### INSTRUCTIONS FOR THE TASK
Filter the entries for lines with the word "below".
[SUPPLIED MATERIAL — start]
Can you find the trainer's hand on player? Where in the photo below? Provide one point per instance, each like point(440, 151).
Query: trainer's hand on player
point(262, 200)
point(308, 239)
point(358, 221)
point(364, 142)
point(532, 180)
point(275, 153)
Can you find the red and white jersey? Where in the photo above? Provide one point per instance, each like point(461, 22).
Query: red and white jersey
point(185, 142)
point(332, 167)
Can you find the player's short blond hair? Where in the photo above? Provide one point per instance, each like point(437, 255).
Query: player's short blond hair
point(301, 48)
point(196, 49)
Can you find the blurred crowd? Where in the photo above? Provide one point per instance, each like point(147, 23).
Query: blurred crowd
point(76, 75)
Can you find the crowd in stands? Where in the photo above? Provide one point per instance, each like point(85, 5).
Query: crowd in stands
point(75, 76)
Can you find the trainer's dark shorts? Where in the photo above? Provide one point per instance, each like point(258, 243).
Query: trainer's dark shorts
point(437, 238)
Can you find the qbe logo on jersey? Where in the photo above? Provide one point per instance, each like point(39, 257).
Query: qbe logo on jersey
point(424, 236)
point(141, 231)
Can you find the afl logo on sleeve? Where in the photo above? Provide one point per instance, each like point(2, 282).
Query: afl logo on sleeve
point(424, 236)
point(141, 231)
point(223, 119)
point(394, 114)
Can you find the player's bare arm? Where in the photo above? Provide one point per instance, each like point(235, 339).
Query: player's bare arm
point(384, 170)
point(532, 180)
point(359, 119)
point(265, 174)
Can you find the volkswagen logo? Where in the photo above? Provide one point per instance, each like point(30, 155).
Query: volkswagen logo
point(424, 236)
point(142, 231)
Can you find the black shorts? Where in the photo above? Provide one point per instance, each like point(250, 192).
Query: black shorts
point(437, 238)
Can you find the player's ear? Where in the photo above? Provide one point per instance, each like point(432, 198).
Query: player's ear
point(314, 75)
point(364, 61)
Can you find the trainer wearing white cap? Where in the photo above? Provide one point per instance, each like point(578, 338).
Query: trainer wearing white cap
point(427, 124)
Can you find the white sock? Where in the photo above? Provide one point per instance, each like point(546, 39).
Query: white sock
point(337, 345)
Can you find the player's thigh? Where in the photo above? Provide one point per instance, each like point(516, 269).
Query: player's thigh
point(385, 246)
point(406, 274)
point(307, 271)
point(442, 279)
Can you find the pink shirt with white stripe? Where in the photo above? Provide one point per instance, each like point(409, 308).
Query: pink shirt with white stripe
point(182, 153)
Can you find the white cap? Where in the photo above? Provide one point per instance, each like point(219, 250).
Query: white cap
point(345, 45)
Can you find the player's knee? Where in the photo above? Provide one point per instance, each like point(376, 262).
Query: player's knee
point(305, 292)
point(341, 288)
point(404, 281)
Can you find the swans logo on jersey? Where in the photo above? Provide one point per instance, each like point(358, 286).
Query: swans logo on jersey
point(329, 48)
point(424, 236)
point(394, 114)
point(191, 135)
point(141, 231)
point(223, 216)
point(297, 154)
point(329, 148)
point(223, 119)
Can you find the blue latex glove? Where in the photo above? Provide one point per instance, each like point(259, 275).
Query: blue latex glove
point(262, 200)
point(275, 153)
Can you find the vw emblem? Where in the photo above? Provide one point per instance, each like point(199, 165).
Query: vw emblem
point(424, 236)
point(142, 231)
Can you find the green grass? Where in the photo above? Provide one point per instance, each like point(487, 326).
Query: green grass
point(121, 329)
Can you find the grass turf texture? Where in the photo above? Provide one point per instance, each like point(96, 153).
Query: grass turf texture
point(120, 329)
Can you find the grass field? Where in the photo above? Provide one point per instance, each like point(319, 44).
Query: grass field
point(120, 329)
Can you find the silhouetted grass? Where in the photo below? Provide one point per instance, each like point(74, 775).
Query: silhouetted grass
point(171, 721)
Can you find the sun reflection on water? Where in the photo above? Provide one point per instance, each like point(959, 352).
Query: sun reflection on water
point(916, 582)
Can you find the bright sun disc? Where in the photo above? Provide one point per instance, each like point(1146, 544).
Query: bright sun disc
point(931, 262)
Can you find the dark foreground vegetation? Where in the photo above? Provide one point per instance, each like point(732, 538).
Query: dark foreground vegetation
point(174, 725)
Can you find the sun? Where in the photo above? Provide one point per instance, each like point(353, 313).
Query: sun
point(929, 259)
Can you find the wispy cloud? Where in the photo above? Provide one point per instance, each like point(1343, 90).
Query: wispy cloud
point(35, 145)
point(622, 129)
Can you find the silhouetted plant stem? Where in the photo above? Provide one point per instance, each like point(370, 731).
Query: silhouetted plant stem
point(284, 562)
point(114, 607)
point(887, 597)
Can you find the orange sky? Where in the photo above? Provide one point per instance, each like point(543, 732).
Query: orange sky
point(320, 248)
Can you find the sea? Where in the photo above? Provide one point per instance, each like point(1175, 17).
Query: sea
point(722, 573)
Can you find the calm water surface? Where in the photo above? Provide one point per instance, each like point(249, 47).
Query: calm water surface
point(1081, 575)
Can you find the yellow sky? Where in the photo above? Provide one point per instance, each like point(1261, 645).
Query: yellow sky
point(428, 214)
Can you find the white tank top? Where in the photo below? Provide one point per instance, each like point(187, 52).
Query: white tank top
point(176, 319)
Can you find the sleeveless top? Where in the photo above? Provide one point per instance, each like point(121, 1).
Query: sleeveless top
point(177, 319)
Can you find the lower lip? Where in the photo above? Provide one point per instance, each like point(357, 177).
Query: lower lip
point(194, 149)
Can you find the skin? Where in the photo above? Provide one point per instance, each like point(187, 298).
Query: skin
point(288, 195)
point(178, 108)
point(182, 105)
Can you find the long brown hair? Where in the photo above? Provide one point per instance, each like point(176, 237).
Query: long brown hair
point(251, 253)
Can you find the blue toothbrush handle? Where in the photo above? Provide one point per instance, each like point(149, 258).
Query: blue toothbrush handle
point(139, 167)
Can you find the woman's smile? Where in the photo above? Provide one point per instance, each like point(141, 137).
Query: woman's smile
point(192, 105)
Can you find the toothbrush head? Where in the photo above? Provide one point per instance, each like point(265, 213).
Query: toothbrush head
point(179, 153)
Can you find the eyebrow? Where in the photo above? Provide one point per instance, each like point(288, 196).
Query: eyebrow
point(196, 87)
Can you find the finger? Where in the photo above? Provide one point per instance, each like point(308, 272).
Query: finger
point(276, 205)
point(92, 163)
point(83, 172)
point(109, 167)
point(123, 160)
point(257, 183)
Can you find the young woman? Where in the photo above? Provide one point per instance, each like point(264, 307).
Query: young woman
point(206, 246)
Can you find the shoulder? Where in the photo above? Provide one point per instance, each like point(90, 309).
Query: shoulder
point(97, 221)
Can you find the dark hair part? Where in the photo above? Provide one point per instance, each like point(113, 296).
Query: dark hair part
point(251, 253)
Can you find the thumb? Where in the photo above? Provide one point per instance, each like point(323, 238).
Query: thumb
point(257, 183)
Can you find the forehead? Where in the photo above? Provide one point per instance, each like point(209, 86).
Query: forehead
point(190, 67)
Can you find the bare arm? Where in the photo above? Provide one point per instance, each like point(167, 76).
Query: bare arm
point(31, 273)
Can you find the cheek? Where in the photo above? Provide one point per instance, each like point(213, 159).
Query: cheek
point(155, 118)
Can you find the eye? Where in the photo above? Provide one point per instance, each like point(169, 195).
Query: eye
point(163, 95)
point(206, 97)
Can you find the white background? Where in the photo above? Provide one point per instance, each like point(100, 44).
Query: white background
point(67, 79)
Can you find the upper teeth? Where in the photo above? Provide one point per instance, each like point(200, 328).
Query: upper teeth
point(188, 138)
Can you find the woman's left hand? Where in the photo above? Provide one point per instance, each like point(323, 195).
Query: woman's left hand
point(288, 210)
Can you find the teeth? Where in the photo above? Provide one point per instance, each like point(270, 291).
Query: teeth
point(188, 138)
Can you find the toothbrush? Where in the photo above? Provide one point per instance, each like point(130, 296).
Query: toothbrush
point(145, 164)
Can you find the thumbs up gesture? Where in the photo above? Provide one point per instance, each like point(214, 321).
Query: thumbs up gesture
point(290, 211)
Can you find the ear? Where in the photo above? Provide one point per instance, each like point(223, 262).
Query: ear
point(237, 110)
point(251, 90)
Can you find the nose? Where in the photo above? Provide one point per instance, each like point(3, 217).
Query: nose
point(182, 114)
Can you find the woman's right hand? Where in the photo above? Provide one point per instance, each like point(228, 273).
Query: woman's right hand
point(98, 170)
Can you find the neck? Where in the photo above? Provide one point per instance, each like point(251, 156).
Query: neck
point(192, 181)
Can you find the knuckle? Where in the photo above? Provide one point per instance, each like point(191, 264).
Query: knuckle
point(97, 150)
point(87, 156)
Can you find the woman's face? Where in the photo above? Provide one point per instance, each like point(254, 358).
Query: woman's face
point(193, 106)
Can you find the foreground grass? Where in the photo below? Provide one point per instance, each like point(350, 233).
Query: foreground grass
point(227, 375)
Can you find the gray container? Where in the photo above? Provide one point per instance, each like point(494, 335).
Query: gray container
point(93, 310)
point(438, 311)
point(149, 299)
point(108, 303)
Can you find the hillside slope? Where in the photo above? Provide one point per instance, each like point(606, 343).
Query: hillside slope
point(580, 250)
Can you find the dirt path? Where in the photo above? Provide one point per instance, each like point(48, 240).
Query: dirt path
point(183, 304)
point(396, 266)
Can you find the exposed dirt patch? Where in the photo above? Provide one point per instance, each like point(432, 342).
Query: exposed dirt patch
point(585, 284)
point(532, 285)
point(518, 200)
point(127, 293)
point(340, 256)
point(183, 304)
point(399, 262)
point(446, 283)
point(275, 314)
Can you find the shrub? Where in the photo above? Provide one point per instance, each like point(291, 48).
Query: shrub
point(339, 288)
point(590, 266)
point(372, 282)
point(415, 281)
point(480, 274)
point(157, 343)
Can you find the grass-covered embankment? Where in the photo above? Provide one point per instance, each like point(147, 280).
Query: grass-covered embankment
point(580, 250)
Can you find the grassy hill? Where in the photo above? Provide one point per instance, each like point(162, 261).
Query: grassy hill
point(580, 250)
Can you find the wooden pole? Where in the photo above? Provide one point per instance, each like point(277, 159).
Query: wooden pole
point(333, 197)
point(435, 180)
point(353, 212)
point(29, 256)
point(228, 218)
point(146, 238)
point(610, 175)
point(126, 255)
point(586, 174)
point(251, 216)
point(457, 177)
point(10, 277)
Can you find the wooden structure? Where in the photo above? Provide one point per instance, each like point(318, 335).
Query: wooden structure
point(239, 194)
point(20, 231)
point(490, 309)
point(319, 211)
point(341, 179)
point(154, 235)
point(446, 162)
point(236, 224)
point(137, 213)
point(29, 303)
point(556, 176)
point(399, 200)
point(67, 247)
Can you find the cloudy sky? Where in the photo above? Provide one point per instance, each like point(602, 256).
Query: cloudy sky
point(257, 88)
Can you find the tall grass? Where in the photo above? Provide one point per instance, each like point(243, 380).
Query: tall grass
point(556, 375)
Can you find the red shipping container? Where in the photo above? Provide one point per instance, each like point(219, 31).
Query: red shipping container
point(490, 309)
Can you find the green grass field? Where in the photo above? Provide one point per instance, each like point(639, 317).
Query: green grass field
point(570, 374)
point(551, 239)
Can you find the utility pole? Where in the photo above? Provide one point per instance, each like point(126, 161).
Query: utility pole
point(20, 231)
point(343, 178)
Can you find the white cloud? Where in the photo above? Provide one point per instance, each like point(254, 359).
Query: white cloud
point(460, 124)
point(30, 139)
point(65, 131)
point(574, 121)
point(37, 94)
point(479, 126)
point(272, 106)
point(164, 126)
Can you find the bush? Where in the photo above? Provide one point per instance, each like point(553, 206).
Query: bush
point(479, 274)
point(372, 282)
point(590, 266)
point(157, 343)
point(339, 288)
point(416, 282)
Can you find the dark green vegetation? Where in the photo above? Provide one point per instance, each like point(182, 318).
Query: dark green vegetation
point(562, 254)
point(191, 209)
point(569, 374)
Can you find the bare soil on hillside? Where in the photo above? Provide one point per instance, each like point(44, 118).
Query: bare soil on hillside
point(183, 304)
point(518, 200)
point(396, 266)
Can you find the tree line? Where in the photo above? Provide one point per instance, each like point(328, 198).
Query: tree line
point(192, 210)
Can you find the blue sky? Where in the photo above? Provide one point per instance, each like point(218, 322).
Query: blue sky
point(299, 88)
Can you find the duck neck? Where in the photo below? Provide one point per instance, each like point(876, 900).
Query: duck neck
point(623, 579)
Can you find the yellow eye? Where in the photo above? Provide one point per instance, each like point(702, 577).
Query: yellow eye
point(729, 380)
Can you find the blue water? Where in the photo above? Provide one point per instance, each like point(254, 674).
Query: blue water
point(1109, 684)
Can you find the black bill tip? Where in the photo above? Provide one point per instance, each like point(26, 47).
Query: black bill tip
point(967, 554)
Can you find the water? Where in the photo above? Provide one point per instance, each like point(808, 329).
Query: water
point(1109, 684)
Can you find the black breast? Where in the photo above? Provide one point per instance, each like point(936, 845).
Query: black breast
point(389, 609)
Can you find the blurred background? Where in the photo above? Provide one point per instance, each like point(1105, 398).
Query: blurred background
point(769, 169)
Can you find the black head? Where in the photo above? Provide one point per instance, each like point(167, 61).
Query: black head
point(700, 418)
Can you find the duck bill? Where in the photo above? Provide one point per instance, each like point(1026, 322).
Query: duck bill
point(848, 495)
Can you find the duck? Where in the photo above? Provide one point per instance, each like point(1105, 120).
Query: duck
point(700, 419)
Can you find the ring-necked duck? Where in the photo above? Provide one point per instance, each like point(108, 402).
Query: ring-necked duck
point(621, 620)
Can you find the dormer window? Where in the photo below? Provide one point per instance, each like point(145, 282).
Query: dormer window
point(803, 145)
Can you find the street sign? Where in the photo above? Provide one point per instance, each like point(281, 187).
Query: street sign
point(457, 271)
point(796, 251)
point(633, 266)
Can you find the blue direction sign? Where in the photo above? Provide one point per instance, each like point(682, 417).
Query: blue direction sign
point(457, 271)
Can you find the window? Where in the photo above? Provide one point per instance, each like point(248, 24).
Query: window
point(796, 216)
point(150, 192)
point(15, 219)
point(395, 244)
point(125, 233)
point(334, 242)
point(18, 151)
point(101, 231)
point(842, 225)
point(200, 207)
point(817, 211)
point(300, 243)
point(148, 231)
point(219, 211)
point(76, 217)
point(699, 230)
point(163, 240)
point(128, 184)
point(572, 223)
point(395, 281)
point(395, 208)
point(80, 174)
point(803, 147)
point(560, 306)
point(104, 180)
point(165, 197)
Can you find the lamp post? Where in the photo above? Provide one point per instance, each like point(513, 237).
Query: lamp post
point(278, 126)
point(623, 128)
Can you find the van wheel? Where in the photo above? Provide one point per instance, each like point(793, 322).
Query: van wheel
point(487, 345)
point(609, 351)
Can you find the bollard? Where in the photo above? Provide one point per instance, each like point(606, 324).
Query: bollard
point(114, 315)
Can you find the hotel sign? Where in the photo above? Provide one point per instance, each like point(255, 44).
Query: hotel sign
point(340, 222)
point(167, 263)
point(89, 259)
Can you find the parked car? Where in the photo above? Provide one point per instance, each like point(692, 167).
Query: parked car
[SUPPLIED MATERIAL — finish]
### TASK SOLUTION
Can you find the trainer's hand on player? Where in the photo below? Provide one point per instance, each like point(440, 151).
Can you find the silhouetted grass? Where in the photo below? Provide one point per instance, each like point(74, 775).
Can you find the white tank top? Where in the photo below? Provide one point per instance, each like point(187, 52).
Can you find the foreground grass? Where in the photo below? Provide one point per instance, each like point(350, 233).
Can you find the duck neck? Where in the photo below? Provide one point per instance, each like point(876, 900).
Can you find the dormer window? Where in the photo below? Provide one point per instance, each like point(145, 282).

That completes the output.